Return to Work COVID-19 FAQ
- During a pandemic, may an ADA-covered employer take its employees’ temperatures to determine whether they have a fever?
Generally, measuring an employee’s body temperature is a medical examination. However, because the CDC, EEOC and state/local health authorities have acknowledged community spread of COVID-19 and issued attendant precautions as of March 2020, employers may measure employees' body temperature. As with all medical information, the fact that an employee had a fever or other symptoms would be subject to ADA confidentiality requirements.
However, employers should be aware that some people with influenza, including the 2009 H1N1 virus or COVID-19, do not have a fever.
In addition, an employer may not require antibody testing before allowing employees to enter the workplace.
- During a pandemic, how much information may an ADA-covered employer request from employees who report feeling ill at work or who call in sick?
ADA-covered employers may ask such employees if they are experiencing influenza-like symptoms, such as fever or chills and a cough or sore throat. Employers must maintain all information about employee illness as a confidential medical record in compliance with the ADA.
- If I feel uncomfortable about the safety precautions being taken at my workplace, can I opt to work remotely even though the expectation is that I will come in?
A general anxiety or concern about feeling unsafe going back to work is, in most instances, not an acceptable reason to refuse to return to work. Employees are only entitled to refuse to work if they believe they are in imminent danger. Section 13(a) of the Occupational Safety and Health Act (“OSHA”) defines “imminent danger” to include “any conditions or practices in any place of employment which are such that a danger exists which can reasonably be expected to cause death or serious physical harm immediately or before the imminence of such danger can be eliminated through the enforcement procedures otherwise provided by this Act.” OSHA discusses imminent danger as where there is “threat of death or serious physical harm,” or “a reasonable expectation that toxic substances or other health hazards are present, and exposure to them will shorten life or cause substantial reduction in physical or mental efficiency.”

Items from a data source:
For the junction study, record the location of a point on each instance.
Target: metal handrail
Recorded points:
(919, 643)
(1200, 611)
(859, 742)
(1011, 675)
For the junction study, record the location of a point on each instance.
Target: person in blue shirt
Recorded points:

Things to do -
1. Answer these from the COVID-19 return-to-work FAQ:
(a) As of what month and year had health authorities acknowledged community spread of COVID-19?
(b) What may an employer not require before allowing employees to enter the workplace?
(c) Which section of the Occupational Safety and Health Act defines "imminent danger"?
2. Reproduce word for word the part of the COVID-19 return-to-work FAQ from "In addition, an" up to and including "call in sick?".

Solutions below -
1.
(a) March 2020
(b) Antibody testing
(c) Section 13(a)

2.
In addition, an employer may not require antibody testing before allowing employees to enter the workplace.
- During a pandemic, how much information may an ADA-covered employer request from employees who report feeling ill at work or who call in sick?